**Task to carry out**:
In the items below, copy out word for word every line from the one containing "166, row 19." through the one containing "column 19, row 108", including both of those lines.

**Records for processing**:
+ + +

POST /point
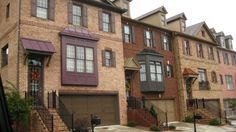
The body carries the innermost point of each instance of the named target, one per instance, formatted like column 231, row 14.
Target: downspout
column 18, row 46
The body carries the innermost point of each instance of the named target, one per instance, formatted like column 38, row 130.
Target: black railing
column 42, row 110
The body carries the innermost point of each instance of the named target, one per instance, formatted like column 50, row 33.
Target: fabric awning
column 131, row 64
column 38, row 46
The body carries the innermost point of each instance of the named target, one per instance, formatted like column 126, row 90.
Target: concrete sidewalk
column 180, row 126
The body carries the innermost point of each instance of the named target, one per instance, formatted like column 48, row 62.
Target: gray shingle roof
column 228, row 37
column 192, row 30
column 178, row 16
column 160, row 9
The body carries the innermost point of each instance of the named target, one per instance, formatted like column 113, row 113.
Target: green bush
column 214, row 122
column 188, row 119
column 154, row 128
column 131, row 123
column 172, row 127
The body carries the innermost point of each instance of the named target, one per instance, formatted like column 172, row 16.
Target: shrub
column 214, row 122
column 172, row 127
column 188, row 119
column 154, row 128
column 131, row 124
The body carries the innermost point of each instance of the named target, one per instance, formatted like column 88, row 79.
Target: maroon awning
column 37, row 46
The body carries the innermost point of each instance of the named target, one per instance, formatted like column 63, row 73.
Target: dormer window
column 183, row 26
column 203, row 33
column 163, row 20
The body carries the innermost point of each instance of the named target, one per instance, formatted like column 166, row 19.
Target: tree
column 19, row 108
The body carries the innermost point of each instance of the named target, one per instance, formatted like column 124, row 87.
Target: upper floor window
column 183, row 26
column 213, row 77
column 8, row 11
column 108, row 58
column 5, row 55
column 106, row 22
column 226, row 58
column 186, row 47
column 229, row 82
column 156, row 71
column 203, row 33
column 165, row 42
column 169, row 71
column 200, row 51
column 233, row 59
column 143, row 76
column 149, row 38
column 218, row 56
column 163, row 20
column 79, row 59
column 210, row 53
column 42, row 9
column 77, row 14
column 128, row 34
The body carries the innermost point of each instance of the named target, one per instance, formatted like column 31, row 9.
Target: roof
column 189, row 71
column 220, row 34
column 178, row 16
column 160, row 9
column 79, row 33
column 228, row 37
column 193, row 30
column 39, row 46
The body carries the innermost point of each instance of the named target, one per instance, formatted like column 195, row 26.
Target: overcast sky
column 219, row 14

+ + +

**Response to the exercise**:
The body carries the innermost point of each instance of the named target, one per instance, formatted like column 166, row 19.
Target: tree
column 19, row 108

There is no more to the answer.